> **What the task asks**: Only the lines starting at the one that contains "Practice. Annotate every instance of the white lane" and running to the end should be repeated, exactly as written.

> **Input data**:
────────

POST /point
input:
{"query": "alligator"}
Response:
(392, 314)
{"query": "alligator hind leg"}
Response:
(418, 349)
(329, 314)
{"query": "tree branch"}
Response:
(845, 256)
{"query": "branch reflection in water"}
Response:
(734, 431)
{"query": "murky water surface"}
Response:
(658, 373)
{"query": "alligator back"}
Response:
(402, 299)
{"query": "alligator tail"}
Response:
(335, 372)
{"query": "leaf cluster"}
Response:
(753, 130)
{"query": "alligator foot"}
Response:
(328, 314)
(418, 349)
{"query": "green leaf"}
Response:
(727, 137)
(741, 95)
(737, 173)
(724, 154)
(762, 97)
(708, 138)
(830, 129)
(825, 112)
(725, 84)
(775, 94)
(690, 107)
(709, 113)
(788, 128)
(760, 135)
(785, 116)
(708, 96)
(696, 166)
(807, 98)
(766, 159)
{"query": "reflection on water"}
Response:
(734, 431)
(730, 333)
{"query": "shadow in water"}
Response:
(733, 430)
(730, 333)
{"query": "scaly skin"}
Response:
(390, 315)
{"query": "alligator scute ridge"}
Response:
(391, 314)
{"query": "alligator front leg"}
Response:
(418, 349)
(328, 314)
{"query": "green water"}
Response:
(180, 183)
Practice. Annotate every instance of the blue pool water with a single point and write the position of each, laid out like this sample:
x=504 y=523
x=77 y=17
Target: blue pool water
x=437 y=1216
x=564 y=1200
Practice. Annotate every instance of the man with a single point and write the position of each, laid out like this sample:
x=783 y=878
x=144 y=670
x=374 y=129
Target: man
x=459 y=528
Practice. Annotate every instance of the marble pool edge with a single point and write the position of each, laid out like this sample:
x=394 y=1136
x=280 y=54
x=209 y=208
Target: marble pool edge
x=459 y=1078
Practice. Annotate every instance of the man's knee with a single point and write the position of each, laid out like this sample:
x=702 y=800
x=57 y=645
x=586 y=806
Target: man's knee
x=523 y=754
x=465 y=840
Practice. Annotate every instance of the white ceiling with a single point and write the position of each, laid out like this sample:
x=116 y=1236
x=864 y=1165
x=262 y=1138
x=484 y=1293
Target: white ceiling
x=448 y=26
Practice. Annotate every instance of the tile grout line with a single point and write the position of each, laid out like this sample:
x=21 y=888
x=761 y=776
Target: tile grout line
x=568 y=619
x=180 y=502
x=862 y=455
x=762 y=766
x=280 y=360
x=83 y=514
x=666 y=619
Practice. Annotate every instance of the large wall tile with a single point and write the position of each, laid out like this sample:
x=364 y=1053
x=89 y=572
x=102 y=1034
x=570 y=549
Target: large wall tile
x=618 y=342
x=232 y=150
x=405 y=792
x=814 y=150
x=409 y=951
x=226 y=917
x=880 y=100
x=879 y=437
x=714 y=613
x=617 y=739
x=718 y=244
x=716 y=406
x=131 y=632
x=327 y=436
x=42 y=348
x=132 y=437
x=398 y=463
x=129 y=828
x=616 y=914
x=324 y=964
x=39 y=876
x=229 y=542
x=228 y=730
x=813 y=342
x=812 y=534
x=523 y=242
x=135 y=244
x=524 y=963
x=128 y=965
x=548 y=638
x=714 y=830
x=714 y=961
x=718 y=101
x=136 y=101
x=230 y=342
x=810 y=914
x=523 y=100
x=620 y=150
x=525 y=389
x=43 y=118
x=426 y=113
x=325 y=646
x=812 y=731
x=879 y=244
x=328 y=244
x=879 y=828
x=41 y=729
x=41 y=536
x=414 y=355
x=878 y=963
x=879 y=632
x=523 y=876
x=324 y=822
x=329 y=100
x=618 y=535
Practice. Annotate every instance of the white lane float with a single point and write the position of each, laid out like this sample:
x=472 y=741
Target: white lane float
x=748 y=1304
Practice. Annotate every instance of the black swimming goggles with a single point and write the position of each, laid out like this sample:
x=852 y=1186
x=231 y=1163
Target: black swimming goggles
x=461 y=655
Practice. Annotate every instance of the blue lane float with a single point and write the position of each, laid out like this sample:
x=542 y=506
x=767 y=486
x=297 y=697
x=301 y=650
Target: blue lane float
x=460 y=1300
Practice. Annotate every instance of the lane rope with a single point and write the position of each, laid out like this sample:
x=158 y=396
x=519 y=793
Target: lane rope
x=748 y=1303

────────

> **Exercise result**:
Practice. Annotate every instance of the white lane float with a single point and write the position of each, laid out like this sample:
x=472 y=741
Target: white lane float
x=748 y=1304
Practice. Annotate every instance of the black swimming goggles with a single point and write the position of each, laid out like this sample:
x=852 y=1186
x=231 y=1163
Target: black swimming goggles
x=461 y=655
Practice. Annotate every instance of the blue lane float with a single point and write the position of each, laid out like this sample:
x=542 y=506
x=767 y=486
x=297 y=697
x=301 y=650
Target: blue lane float
x=460 y=1300
Practice. Annotate every instance of the lane rope with a single point and write the position of each, laid out like this sample:
x=158 y=396
x=519 y=793
Target: lane rope
x=748 y=1303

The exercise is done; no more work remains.